= PROBLEM =
Copy out the listing from its first line through the line containing "194L1004 208L1002 221L1008", including that line, with every character unchanged.

= EXTRACTED ENTRIES =
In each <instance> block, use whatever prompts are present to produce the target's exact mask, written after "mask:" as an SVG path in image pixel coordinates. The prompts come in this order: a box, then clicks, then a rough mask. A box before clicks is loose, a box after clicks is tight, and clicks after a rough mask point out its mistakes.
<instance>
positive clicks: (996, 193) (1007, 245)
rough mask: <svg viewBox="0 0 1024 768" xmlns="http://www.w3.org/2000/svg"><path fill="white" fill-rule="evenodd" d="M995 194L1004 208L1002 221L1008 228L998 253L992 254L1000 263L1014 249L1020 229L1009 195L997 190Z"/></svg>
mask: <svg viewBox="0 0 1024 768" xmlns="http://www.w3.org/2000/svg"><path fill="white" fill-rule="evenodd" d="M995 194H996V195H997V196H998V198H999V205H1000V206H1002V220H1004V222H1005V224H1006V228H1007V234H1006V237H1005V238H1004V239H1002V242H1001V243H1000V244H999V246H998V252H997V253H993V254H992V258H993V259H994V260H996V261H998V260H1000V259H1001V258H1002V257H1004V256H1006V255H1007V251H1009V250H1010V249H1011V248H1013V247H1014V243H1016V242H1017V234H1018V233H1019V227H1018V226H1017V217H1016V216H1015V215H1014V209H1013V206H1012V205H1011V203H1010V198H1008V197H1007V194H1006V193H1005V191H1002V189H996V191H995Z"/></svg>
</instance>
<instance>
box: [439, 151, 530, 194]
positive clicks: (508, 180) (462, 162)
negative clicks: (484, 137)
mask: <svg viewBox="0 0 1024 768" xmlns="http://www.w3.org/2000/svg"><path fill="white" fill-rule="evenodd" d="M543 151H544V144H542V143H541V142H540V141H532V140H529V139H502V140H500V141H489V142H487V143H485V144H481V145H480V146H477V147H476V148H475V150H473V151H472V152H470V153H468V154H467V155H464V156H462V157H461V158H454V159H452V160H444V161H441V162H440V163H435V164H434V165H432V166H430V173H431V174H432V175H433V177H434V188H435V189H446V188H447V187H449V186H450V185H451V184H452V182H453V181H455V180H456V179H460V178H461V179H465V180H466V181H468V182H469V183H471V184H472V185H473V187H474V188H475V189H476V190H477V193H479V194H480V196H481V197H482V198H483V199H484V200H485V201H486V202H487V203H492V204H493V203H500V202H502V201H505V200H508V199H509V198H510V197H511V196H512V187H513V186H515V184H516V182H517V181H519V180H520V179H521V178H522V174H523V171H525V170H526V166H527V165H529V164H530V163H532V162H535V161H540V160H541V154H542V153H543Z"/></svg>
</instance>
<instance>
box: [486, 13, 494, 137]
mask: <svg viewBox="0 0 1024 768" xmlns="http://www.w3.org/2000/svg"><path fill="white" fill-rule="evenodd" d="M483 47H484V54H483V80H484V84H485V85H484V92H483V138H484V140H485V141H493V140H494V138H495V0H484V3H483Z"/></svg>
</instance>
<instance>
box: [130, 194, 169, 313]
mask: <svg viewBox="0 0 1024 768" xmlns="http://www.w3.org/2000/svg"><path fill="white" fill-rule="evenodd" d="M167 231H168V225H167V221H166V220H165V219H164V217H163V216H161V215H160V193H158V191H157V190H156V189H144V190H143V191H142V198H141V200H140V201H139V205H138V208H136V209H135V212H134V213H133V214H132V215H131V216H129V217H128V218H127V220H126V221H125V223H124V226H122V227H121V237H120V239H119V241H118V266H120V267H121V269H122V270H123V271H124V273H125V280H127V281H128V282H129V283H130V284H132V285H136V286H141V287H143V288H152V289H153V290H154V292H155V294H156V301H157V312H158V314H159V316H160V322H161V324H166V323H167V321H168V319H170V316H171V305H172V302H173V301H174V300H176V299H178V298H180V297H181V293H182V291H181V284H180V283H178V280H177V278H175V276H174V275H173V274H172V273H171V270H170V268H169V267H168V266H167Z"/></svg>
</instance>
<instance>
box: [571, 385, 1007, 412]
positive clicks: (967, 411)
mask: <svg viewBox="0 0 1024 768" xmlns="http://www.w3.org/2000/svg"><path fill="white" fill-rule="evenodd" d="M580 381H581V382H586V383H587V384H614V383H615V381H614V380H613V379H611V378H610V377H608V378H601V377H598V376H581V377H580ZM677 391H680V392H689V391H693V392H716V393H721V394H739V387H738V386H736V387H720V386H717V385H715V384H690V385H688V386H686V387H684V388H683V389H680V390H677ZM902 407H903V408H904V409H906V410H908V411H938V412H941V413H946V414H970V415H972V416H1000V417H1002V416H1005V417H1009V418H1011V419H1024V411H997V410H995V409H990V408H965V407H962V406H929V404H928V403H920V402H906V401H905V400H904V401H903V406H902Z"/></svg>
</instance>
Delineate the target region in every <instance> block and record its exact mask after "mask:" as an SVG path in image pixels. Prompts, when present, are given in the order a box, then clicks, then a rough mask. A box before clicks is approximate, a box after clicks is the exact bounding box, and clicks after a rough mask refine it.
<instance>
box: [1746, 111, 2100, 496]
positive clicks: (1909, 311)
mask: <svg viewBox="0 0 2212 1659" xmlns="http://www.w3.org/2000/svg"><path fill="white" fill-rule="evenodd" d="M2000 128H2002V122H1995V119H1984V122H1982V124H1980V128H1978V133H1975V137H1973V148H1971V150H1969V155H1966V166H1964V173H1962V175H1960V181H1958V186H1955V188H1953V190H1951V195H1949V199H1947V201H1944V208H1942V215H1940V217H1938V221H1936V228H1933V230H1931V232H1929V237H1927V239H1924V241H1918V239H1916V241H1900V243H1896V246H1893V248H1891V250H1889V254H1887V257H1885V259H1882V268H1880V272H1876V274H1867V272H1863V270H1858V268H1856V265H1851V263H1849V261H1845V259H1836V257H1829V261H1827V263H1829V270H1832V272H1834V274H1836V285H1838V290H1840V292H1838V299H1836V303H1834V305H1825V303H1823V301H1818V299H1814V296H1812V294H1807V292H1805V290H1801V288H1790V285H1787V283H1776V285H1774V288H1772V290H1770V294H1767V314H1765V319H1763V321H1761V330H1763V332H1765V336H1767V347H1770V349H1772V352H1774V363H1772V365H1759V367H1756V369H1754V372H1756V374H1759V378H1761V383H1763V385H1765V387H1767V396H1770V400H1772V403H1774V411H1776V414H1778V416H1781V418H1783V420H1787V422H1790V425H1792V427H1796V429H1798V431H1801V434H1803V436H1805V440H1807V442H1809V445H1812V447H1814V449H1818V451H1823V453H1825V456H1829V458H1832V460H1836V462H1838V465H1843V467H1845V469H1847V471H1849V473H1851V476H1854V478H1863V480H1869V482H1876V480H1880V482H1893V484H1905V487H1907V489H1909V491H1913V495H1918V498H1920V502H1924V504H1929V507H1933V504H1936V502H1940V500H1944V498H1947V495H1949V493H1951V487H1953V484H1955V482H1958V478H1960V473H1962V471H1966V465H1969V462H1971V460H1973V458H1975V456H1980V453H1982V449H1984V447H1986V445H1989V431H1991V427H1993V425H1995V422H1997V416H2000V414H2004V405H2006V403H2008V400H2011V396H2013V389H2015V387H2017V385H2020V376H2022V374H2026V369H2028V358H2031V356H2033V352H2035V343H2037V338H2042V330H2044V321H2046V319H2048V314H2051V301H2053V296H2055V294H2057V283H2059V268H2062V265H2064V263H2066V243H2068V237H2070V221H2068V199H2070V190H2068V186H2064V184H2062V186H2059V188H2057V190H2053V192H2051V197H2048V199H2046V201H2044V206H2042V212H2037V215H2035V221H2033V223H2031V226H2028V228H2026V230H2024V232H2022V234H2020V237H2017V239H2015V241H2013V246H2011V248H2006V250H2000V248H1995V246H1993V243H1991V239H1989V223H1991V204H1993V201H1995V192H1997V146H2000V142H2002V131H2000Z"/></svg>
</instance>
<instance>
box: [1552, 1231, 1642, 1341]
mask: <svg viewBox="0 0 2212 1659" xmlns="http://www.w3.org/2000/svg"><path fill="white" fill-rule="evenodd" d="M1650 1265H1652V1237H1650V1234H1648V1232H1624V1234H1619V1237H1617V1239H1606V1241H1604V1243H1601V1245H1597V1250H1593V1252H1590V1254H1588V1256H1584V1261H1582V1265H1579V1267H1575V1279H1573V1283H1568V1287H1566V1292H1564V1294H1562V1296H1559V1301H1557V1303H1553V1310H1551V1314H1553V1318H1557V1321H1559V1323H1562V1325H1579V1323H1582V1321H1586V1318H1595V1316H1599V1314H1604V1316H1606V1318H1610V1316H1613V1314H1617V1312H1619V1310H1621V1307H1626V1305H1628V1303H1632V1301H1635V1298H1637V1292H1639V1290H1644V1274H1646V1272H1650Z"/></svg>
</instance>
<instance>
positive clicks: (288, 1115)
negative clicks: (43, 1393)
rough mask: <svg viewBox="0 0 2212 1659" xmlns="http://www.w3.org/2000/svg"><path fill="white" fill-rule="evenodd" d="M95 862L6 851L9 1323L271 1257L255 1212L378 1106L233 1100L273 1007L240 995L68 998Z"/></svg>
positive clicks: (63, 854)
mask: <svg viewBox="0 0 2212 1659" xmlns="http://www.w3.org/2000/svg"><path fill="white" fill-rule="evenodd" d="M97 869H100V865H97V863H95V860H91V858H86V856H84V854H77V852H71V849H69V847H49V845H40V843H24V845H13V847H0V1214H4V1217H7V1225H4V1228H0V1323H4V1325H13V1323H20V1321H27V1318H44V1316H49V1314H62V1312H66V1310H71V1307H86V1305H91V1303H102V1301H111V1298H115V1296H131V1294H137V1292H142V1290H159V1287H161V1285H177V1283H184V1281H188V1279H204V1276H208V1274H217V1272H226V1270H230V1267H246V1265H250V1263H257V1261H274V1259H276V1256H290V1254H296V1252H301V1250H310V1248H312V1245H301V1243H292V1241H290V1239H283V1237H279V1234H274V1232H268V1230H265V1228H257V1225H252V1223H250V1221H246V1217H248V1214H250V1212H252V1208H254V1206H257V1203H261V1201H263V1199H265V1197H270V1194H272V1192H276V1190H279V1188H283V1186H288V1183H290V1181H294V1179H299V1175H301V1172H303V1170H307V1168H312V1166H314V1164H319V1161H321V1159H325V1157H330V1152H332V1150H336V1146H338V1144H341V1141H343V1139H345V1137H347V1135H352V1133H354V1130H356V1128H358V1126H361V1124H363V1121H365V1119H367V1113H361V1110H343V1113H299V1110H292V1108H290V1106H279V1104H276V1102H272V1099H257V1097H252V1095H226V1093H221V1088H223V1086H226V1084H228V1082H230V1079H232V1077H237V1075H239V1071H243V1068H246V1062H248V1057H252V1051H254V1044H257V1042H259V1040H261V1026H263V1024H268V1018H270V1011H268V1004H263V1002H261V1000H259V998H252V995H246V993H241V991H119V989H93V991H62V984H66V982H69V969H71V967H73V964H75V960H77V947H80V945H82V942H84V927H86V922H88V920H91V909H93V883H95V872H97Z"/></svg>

= REPLY TO THE EXERCISE =
In each <instance> block, use whatever prompts are present to produce the target's exact mask, written after "mask:" as an SVG path in image pixel coordinates. The prompts come in this order: a box, then clicks, then a rough mask. A box before clicks is loose, a box after clicks is tight, and clicks after a rough mask point out its mistakes.
<instance>
positive clicks: (996, 193) (1007, 245)
rough mask: <svg viewBox="0 0 1024 768" xmlns="http://www.w3.org/2000/svg"><path fill="white" fill-rule="evenodd" d="M995 194L1004 208L1002 221L1008 228L998 253L992 254L1000 263L1014 249L1020 229L1009 195L997 190Z"/></svg>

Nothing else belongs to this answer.